Work task
When a line in the records contains the string "leaf", copy that line.

Provided data

********

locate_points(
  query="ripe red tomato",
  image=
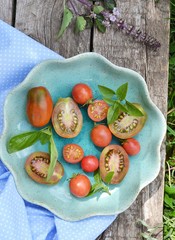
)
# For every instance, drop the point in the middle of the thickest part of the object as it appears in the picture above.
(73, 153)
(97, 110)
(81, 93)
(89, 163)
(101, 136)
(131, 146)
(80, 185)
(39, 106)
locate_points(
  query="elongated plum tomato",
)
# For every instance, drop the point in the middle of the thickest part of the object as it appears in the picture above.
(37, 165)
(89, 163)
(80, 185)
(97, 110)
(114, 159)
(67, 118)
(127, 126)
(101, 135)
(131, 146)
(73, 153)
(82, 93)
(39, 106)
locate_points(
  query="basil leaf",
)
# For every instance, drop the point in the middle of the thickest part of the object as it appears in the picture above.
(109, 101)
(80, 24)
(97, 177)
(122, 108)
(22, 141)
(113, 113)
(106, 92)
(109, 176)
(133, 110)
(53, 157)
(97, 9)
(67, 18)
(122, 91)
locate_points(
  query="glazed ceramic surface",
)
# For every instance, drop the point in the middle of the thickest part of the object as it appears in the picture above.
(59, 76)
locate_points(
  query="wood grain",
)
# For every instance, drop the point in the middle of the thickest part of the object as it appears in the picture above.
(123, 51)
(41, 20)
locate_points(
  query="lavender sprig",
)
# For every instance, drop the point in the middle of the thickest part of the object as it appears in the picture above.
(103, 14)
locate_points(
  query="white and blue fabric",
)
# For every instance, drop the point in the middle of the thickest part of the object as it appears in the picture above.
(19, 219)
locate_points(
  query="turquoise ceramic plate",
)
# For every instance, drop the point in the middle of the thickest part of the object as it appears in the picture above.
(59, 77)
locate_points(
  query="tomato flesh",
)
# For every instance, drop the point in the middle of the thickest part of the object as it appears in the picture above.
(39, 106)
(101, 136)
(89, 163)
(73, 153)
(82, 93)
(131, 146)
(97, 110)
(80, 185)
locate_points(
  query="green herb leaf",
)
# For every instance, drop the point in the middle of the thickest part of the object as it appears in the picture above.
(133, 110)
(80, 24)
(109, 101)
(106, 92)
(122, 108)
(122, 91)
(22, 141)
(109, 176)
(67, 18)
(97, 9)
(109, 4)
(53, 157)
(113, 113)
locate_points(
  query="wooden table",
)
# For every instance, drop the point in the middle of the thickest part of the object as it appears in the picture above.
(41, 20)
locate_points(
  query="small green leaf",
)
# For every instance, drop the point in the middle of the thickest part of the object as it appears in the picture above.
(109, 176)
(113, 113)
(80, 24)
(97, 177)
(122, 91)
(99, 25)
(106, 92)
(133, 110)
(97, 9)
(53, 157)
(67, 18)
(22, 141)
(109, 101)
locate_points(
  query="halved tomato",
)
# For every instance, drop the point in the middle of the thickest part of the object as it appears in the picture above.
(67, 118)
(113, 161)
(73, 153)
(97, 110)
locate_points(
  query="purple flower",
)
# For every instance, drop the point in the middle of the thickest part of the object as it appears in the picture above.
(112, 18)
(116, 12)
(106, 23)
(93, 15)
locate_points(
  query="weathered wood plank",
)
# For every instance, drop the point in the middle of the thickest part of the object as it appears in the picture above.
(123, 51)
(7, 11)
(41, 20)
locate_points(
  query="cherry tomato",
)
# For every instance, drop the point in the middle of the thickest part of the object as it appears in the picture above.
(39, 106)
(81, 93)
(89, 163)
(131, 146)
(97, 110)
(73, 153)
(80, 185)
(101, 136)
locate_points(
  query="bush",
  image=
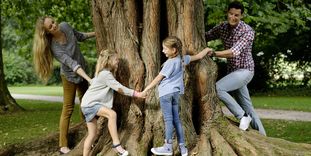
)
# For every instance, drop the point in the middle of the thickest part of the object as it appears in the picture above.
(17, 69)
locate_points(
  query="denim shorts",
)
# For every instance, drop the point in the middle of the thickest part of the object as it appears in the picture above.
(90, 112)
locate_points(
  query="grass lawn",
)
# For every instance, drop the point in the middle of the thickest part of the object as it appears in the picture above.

********

Solution to this problem
  query="basil leaf",
  query="green herb leaf",
  query="small green leaf",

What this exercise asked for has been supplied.